**Fragmento**
━━━━━━━━

A Leonor se le da bien viajar sola. El aplomo que ha mostrado en su visita a Portugal, combinado con su sonrisa juvenil y sus ojos alegres y chispeantes, no lo ha mostrado nunca en público hasta ahora. Sin las reprimendas de mamá, sin tener que esforzarse en mediar en situaciones incómodas, sin necesidad de apoyarse en su hermana que, al fin y al cabo, va a tener un futuro muy distinto al suyo, ha podido desplegar su auténtica personalidad y su formación impecable.
Un buen estreno
Desde que llegó al aeropuerto y fue recibida por el presidente Rebelo de Sousa, al tomar ella la iniciativa de darle dos besos además de la mano, enamoró al presidente, que le dispensó el trato de abuelo cariñoso, y a todos los portugueses. Lucía un traje pantalón rojo, demasiado clásico según algunos –es de su madre– pero para mí muy apropiado, ya que Leonor no es una estudiante cualquiera haciendo Interrail, sino la futura reina de España y debe llevar ropa adecuada, no a su edad, sino a su cargo. Simplificando las cosas, sería como si un alto funcionario del estado se presentara en su trabajo vistiendo vaqueros y camiseta, por joven que fuera. El pelo más oscuro le aporta seriedad, y la ausencia de joyas, aparte de los pendientes, hace que el mensaje sea más directo: aquí estoy para lo esencial, pero aun así comprendo que la imagen es una muestra de respeto a los ciudadanos. La preparación del viaje fue impecable, excepto en un detalle: la primera visita de Felipe y Letizia como reyes no fue a Portugal, sino al Vaticano, algo que no tendría importancia si no nos lo hubieran remarcado varias veces, incluso en el discurso oficial de Leonor. Es un detalle fácil de comprobar y sorprende que se haya pasado por alto a las treinta personas que, según dicen, estuvieron planificando esta primera visita oficial de la heredera.

━━━━━━━━

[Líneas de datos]
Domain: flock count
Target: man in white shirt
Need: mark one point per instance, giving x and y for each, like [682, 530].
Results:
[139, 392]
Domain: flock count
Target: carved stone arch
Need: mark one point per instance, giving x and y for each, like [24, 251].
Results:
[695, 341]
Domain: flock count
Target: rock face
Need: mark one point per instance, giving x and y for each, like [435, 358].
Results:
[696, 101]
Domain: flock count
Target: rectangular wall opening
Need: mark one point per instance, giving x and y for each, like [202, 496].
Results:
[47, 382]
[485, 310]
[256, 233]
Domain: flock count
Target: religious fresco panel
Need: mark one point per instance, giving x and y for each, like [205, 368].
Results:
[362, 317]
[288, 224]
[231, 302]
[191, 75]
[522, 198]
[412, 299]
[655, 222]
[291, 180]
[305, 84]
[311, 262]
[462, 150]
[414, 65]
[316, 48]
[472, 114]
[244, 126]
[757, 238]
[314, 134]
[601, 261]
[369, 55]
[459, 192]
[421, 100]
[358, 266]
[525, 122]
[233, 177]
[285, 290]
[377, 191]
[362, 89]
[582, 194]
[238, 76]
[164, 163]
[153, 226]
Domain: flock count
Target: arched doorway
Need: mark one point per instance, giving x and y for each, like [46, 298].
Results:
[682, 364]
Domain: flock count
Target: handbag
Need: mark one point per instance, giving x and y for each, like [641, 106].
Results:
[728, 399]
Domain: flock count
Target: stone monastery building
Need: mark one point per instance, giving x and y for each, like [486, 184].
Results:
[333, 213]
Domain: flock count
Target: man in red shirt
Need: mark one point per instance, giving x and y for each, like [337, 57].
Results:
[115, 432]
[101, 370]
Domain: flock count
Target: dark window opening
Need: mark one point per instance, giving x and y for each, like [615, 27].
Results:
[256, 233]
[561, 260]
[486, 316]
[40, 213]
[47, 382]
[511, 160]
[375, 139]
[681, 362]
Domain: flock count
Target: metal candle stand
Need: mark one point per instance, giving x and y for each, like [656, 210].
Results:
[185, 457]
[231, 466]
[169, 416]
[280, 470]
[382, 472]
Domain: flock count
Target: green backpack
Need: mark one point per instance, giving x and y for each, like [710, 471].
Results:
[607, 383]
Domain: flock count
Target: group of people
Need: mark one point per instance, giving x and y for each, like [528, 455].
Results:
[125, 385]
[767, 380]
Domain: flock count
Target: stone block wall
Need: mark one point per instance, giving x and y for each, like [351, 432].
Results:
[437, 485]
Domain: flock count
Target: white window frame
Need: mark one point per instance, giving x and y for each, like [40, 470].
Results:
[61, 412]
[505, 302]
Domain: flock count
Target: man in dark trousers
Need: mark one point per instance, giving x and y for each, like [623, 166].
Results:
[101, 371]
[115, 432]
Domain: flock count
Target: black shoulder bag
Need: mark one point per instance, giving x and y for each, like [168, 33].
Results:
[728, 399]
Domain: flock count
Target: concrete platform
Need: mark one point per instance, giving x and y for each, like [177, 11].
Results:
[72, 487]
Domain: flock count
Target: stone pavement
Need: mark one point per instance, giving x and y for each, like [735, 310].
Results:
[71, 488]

━━━━━━━━

**Detalles de la tarea**
En el texto sobre la visita de Leonor a Portugal, ¿quién la recibió al llegar al aeropuerto?

**Resultado del ejercicio**
El presidente Rebelo de Sousa.